■ THE REQUEST:
Reproduce the entries below without any change, starting with the line that contains "Task | locate the girl's patterned" and going on through the end of the entries.

(Records drawn from a dataset)
#####
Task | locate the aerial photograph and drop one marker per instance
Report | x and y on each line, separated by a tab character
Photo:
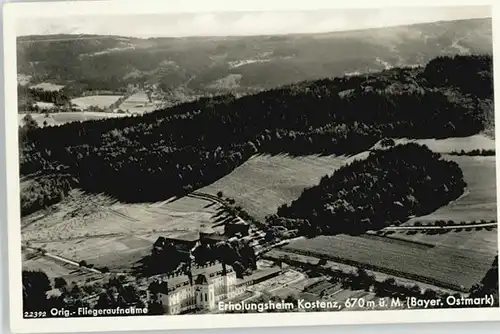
247	162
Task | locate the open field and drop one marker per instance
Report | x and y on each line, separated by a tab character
54	119
104	232
449	267
101	101
449	145
263	183
47	86
138	103
55	269
44	105
479	200
282	253
483	240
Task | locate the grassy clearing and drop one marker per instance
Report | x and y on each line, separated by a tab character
479	201
47	86
101	101
104	232
443	266
449	145
54	119
264	182
483	240
55	269
138	103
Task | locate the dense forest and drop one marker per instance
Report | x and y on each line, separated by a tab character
173	151
27	98
386	188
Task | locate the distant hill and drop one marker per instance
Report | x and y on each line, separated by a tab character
194	144
216	65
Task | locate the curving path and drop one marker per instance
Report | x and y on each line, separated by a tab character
445	227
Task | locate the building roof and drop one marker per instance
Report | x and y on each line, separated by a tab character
259	274
190	237
200	275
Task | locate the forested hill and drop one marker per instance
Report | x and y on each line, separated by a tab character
176	150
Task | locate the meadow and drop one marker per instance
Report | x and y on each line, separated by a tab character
448	145
104	232
449	267
484	240
55	119
264	182
55	269
138	103
101	101
479	199
47	86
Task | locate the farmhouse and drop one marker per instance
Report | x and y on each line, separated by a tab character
233	228
183	243
204	286
211	239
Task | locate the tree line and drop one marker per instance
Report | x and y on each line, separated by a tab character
179	149
384	189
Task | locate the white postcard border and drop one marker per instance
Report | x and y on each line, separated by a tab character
13	11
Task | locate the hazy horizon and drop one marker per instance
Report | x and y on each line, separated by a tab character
229	24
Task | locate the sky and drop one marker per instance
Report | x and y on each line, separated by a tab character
243	23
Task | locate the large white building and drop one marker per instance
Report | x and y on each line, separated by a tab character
204	286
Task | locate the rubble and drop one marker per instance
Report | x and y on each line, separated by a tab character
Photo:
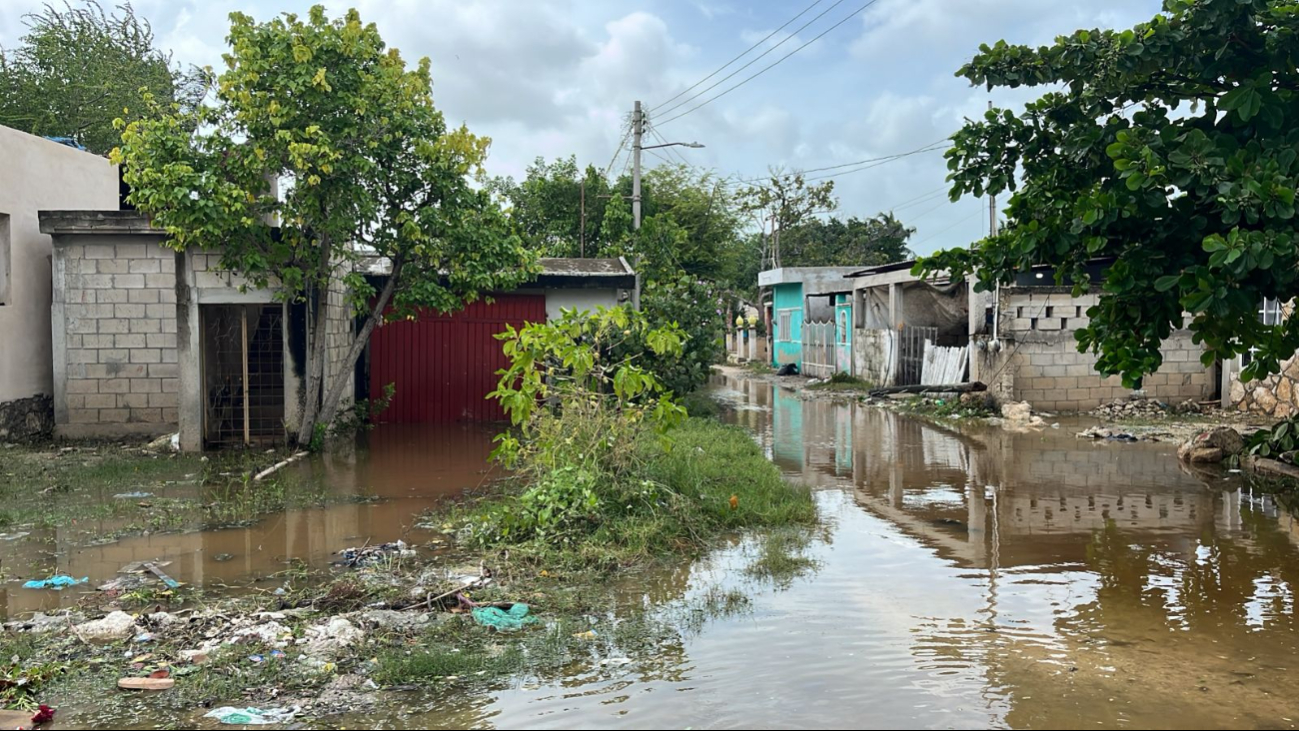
1145	409
330	639
116	626
1211	446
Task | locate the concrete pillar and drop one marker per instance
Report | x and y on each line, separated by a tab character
187	340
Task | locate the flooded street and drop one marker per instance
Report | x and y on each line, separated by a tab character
965	581
376	494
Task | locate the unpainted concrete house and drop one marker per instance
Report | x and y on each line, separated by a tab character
150	340
899	318
35	174
1025	351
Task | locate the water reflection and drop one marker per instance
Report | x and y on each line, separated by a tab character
399	471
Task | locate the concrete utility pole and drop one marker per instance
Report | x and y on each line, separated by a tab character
638	127
637	130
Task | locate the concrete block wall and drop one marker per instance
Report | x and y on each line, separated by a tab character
1039	361
338	339
114	336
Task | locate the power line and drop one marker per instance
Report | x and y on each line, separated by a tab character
920	198
935	234
877	162
756	59
742	55
930	147
616	152
773	65
669	149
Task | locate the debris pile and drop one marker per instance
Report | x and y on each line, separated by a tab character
1212	446
1146	409
372	555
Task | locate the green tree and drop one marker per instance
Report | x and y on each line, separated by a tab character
785	203
1172	147
851	242
79	68
373	175
548	207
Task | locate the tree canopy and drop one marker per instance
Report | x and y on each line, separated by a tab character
1171	147
370	172
79	68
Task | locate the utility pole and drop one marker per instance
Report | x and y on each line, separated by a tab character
637	129
991	200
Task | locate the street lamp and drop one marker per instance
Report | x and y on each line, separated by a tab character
638	122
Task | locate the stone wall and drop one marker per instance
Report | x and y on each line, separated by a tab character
114	336
1039	361
1276	396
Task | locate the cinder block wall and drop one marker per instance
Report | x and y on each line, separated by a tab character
1041	364
338	340
114	313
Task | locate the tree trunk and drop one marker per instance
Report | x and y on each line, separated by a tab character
316	359
315	373
334	395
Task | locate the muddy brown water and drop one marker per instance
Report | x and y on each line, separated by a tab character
379	490
967	579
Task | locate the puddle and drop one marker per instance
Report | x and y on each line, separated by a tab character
968	581
973	579
391	477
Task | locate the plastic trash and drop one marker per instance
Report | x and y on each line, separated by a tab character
57	582
504	619
252	716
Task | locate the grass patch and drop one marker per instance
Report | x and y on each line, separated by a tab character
956	408
782	556
704	481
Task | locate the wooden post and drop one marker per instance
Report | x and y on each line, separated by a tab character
243	326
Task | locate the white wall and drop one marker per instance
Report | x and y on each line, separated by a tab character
38	174
578	299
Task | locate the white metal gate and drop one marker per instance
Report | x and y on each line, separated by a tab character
819	349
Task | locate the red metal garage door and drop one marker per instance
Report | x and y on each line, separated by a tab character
444	365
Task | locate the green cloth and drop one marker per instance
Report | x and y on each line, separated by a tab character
504	619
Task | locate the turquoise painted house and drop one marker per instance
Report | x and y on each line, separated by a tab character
807	305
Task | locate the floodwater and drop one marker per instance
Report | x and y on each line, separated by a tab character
965	581
377	492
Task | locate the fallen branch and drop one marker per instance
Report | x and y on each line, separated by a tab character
972	387
278	466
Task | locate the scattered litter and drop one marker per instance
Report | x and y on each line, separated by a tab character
57	582
146	683
368	555
252	716
153	569
504	619
114	626
260	658
131	495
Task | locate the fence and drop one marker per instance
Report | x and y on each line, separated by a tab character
943	366
911	360
819	353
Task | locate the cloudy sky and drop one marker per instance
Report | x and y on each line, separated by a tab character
557	77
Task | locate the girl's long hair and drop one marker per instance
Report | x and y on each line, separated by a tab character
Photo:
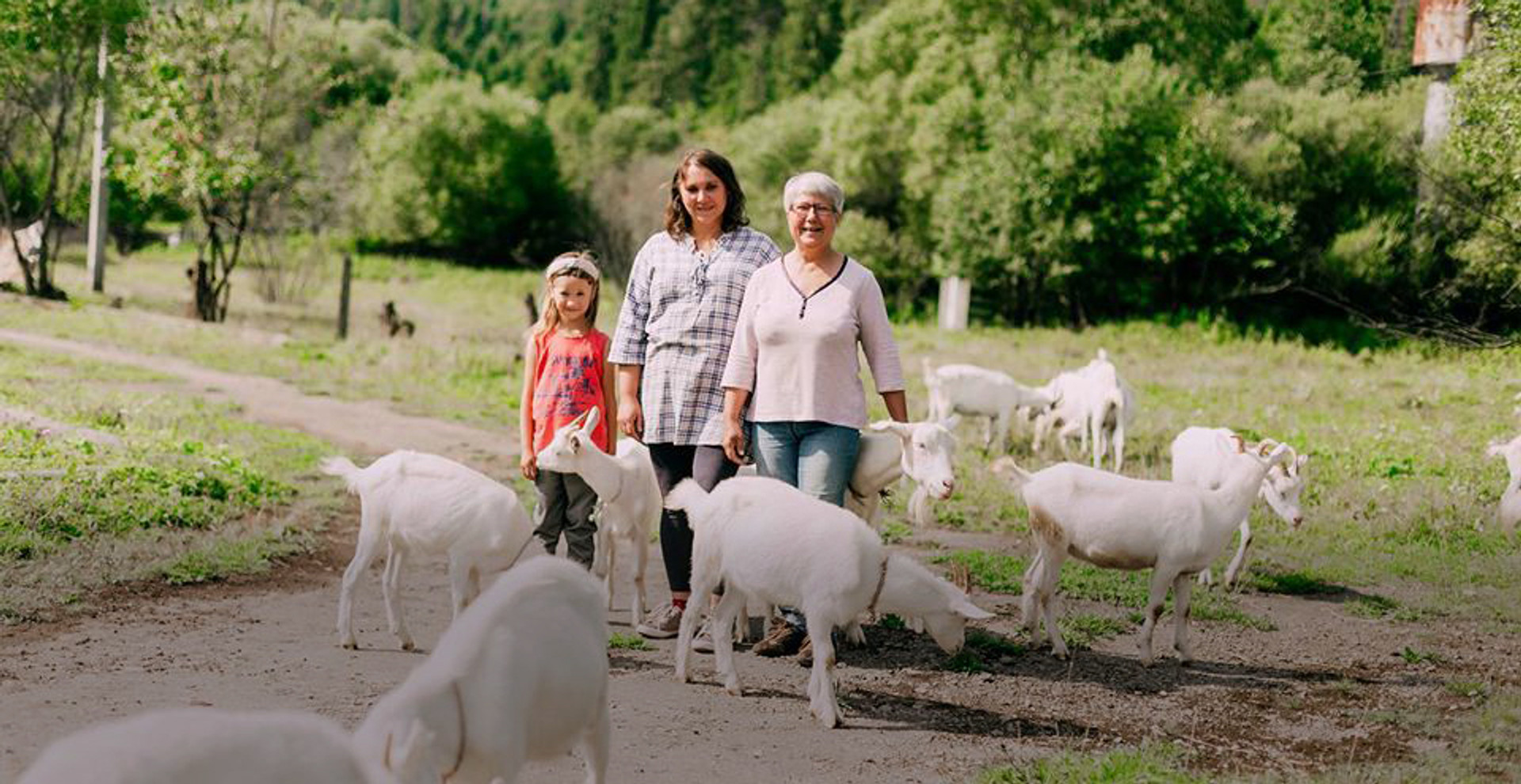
679	223
550	315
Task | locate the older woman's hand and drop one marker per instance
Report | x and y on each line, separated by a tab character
735	443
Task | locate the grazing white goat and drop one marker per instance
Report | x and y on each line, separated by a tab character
1199	458
206	746
627	496
1091	403
1509	512
765	540
975	391
892	450
1115	522
889	451
423	504
520	675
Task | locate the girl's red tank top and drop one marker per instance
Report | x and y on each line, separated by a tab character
570	382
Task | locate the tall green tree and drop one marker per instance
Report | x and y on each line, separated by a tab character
221	104
464	170
48	76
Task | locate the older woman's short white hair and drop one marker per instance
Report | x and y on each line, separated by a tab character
814	185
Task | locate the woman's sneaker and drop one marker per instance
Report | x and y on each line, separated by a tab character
662	623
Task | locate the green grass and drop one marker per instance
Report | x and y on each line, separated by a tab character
627	641
1292	584
461	365
1153	763
1082	631
157	493
227	558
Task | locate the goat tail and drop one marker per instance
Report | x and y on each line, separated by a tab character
345	468
688	496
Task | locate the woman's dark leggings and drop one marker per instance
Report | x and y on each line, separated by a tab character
674	462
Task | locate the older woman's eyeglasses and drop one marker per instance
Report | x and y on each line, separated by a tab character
821	210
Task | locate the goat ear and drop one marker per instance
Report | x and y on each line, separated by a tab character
411	746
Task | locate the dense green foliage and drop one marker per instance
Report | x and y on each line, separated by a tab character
1483	187
722	59
1081	160
463	168
48	87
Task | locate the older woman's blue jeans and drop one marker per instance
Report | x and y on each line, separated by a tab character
816	458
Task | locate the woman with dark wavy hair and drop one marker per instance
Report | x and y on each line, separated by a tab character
673	339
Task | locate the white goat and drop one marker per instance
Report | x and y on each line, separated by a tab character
1199	458
627	496
892	450
889	451
765	540
1126	523
425	504
206	746
1091	403
1509	512
974	391
520	675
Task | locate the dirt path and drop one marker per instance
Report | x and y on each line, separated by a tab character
1302	696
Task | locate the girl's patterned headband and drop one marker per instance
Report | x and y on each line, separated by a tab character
572	261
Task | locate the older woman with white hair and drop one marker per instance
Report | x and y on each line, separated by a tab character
796	363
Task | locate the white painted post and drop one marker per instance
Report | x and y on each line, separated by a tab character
955	299
95	256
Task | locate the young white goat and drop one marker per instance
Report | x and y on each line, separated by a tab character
206	746
975	391
627	496
1091	403
892	450
765	540
1199	458
423	504
520	675
1115	522
1509	512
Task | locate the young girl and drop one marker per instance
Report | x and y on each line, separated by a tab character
566	374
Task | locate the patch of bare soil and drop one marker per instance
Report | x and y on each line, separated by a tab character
1319	691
#####
■ ANSWER TO THIS PROBLEM:
Task | locate the girl's patterned headband and drop one marker per instance
Report | x and y on each line, separated by a tab character
572	261
Task | locate the older woman with white hair and drop one marker per instance
Report | x and y on each line, separated by a tab character
796	363
Task | locate the white painted post and drop one marker per instance
Report | x and y on each line, separated by a tab character
955	299
95	256
Task | locate the young white goat and drop one marker per instance
Report | x and y on each line, separated by a tab character
206	746
975	391
627	496
1091	403
892	450
765	540
1199	458
423	504
520	675
1115	522
1509	512
Task | locate the young girl and drop one marker per instance
Report | x and y on each line, separated by a tab character
566	374
Task | locate the patch of bare soil and drop one marker per instance
Report | x and y on each line, separated by a tab character
1319	691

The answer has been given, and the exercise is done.